- _The task_: Copy each of the records exactly; leave nothing out.

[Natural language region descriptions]
****************************************
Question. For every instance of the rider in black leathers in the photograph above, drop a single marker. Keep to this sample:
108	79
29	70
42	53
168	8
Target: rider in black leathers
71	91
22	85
****************************************
- _Written solution_:
Question. For every instance of the rider in black leathers in the photograph above, drop a single marker. Keep to this sample:
108	79
29	70
42	53
168	8
Target: rider in black leathers
71	91
22	85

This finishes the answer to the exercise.